>> begin Records for the task
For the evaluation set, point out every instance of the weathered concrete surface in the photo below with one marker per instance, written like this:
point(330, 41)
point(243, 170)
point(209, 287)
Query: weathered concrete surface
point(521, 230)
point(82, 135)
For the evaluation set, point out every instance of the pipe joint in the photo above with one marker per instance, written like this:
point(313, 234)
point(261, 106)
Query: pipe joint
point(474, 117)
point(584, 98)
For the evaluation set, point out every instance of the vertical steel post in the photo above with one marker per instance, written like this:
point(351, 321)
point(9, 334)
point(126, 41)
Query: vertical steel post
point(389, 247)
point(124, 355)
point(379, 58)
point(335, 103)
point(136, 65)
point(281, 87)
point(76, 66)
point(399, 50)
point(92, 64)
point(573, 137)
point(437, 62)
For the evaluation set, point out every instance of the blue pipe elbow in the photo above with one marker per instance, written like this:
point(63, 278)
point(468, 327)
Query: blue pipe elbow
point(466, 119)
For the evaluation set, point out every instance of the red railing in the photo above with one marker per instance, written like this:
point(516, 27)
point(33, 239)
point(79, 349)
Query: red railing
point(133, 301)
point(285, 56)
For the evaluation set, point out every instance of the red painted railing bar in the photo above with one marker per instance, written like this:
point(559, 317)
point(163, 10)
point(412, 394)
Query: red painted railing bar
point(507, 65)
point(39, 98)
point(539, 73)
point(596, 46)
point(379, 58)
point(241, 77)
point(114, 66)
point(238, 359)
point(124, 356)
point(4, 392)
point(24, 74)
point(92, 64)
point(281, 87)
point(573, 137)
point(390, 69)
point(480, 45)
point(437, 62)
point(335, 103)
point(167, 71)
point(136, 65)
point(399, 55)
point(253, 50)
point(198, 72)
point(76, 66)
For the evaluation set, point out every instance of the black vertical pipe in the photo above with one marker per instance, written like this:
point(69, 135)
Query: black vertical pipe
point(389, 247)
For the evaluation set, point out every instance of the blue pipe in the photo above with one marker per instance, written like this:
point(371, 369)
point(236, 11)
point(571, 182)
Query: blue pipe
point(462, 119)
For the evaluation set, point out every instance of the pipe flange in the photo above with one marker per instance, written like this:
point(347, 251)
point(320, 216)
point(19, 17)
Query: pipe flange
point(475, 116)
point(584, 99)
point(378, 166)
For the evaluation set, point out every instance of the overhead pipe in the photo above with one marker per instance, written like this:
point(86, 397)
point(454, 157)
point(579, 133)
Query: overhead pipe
>> end Records for the task
**Instruction:** Render every line of the entries above as a numbered list, leaving out any blank lines.

**Result of this exercise:**
1. For the evaluation set, point out every instance of the weathered concrete surface in the photo below with one marker per instance, written like this:
2. point(330, 41)
3. point(243, 170)
4. point(209, 287)
5. Query: weathered concrete surface
6. point(521, 230)
7. point(82, 135)
8. For the evaluation set, point out every instance of the pipe joint in the photo above with one marker per instance, written like this:
9. point(313, 234)
10. point(261, 106)
11. Query: pipe joint
12. point(474, 117)
13. point(584, 98)
14. For the evaluation set, point out every instance of the vertical steel post in the photo above with one marker per instance, written like this:
15. point(351, 321)
16. point(9, 334)
17. point(126, 41)
18. Query: vertical steel post
19. point(389, 247)
20. point(124, 355)
21. point(379, 58)
22. point(335, 103)
23. point(136, 65)
24. point(281, 87)
25. point(76, 66)
26. point(399, 50)
27. point(92, 64)
28. point(573, 137)
29. point(437, 62)
30. For the evaluation set, point out every instance of the blue pipe elbow in the photo above with one marker per instance, written like this:
31. point(63, 278)
32. point(468, 327)
33. Query: blue pipe elbow
34. point(466, 119)
35. For the evaluation set, point out every instance of the red railing in the photo above with one marker per instance, written like this:
36. point(516, 27)
37. point(33, 239)
38. point(79, 349)
39. Query: red railing
40. point(133, 301)
41. point(285, 56)
42. For the evaluation set, point out every instance of the red painted railing bar in the photo above with one marker per instance, written like this:
43. point(559, 317)
44. point(163, 10)
45. point(412, 394)
46. Query: red painted railing bar
47. point(507, 65)
48. point(39, 98)
49. point(539, 73)
50. point(596, 46)
51. point(379, 58)
52. point(241, 77)
53. point(114, 66)
54. point(238, 359)
55. point(124, 356)
56. point(4, 392)
57. point(24, 74)
58. point(92, 64)
59. point(281, 87)
60. point(573, 137)
61. point(390, 69)
62. point(480, 45)
63. point(437, 62)
64. point(335, 103)
65. point(167, 71)
66. point(136, 65)
67. point(399, 55)
68. point(253, 50)
69. point(198, 72)
70. point(76, 66)
71. For the evaluation set, point out every instance of the black vertical pipe in the photo above with one marker per instance, written like this:
72. point(69, 135)
73. Query: black vertical pipe
74. point(389, 247)
75. For the evaluation set, point out every instance of the blue pipe in the photo above with one marker per instance, written like this:
76. point(371, 369)
77. point(236, 11)
78. point(571, 182)
79. Query: blue pipe
80. point(462, 119)
81. For the evaluation set, point out every instance of the pipe flange in the photo above with one marker per instance, written like this:
82. point(347, 251)
83. point(320, 216)
84. point(19, 17)
85. Query: pipe flange
86. point(475, 116)
87. point(584, 99)
88. point(378, 166)
89. For the evaluation set, point out every instance of the overhead pipe in the photo above with one marker per instance, written like this:
90. point(86, 397)
91. point(454, 157)
92. point(579, 133)
93. Query: overhead pipe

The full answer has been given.